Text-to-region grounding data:
<<<<

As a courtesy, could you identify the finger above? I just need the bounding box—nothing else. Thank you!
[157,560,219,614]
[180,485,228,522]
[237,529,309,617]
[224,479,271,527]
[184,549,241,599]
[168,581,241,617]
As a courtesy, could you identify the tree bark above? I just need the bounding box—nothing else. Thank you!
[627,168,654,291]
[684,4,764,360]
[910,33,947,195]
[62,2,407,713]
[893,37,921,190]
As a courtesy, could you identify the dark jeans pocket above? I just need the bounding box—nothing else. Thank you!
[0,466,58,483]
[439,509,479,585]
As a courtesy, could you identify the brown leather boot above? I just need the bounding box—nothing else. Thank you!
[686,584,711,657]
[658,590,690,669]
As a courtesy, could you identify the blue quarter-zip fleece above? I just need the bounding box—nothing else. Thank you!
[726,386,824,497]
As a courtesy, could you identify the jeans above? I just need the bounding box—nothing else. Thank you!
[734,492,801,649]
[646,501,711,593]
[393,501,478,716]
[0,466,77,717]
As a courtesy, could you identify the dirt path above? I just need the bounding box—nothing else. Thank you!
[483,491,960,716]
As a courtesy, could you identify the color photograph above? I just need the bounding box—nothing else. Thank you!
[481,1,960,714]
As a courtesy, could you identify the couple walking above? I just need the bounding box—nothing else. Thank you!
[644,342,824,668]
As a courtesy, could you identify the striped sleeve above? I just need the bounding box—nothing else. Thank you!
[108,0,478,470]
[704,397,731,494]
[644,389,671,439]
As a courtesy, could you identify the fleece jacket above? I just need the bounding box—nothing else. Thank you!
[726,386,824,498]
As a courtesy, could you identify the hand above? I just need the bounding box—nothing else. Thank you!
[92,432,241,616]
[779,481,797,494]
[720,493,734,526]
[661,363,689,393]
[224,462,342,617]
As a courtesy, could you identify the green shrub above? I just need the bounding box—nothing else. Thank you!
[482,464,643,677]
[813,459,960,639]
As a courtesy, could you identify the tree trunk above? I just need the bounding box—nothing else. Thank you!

>>>>

Work task
Every record above is to be given again precisely.

Exercise response
As a courtesy, could you identify the finger above? I just need the bounding box—nothing else. Thank you!
[157,560,219,614]
[180,485,228,522]
[237,529,309,617]
[224,479,271,527]
[184,549,241,599]
[168,581,241,617]
As a courtesy, could you identify the tree bark above? I just need the bounding box—nothing else. Thank you!
[627,168,654,291]
[684,4,764,360]
[910,33,947,195]
[62,2,407,713]
[893,37,921,190]
As a courtesy, could you identify the dark jeans pocket above? I just need the bounding box—nothing else. Thank you!
[0,466,58,483]
[439,509,479,585]
As a courtesy, could you identify the brown leather boot above? I just need the bounding box—nothing else. Thank you!
[686,584,711,657]
[658,590,690,669]
As a courtesy, could you identify the blue quarter-zip fleece above? I just need the bounding box—nothing else. Thank you!
[726,386,824,497]
As a courtesy, could you identify the jeans above? I just need the bounding box—nothing else. Thank you!
[734,492,801,649]
[646,501,711,593]
[393,501,478,716]
[0,466,77,717]
As a courtesy, could you identify the dirt path above? I just need the bounding box—nothing else. Thank you!
[483,491,960,716]
As a courtesy, could you identify the color photograph above? I just need the bounding box—nothing else. Thank you!
[481,1,960,714]
As a courtesy, could you identify the couple walking above? I just need the bounding box—nothing else. Thank you!
[644,342,824,668]
As a courtesy, could you identify the striped sleeve above? I just need the bounding box—nothing else. Thank you!
[108,0,478,470]
[704,397,731,494]
[644,389,671,439]
As a courtesy, could you identify the fleece jacket above? I just need the bounding box—nothing else. Thank you!
[726,386,824,498]
As a courtesy, could you identify the hand above? I just need the bounding box—nothing else. Thank you!
[92,432,241,616]
[779,481,797,494]
[720,493,734,526]
[661,363,689,393]
[224,462,342,617]
As a courtesy, could you identify the green shrub above? I just need the bounding box—nothing else. Thank you!
[482,464,643,677]
[813,459,960,639]
As a courtesy, could you identify the tree trunk above? I just need the bounding box—nothing else. Thank you!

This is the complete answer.